◆ **Your objective**: Leave out the pictures and transcribe the rest of the records exactly.

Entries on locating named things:
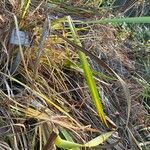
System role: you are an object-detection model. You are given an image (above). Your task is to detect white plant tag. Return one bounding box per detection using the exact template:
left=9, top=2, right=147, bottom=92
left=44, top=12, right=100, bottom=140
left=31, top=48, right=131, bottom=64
left=10, top=29, right=30, bottom=46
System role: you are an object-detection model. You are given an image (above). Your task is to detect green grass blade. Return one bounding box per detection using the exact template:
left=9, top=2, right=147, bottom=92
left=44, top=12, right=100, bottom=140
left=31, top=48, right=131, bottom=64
left=81, top=16, right=150, bottom=24
left=67, top=16, right=108, bottom=127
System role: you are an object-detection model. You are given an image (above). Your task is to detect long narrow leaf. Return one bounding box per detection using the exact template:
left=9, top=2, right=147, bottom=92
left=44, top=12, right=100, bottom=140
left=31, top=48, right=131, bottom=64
left=67, top=16, right=108, bottom=127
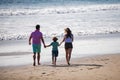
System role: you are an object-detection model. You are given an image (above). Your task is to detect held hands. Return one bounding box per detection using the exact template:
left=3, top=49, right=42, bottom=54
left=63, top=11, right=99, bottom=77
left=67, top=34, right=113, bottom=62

◆ **Written response**:
System role: you are an object-detection model. You are given an image (above). Your task is to detect white plant tag. Return one bounding box per detection using the exact template:
left=9, top=2, right=147, bottom=92
left=44, top=12, right=100, bottom=140
left=31, top=48, right=131, bottom=64
left=10, top=29, right=30, bottom=46
System role: you are an object-detection model. You are given an image (above). Your task is to detect green grass blade. Return one bounding box per detection using the exact template:
left=9, top=2, right=147, bottom=92
left=44, top=12, right=100, bottom=140
left=31, top=48, right=131, bottom=64
left=81, top=16, right=150, bottom=24
left=67, top=16, right=108, bottom=127
System role: you are an object-detection model. You are given an image (above). Your task is to detect long narrow leaf. Return one bounding box per detection using the exact template:
left=9, top=2, right=147, bottom=92
left=44, top=12, right=100, bottom=140
left=31, top=48, right=131, bottom=64
left=67, top=16, right=108, bottom=127
System role: you are an object-detection model. You are given an image (above). Your task is to detect held hands. Return one bounding box per detection using the exact template:
left=3, top=49, right=42, bottom=54
left=63, top=11, right=99, bottom=77
left=67, top=34, right=113, bottom=62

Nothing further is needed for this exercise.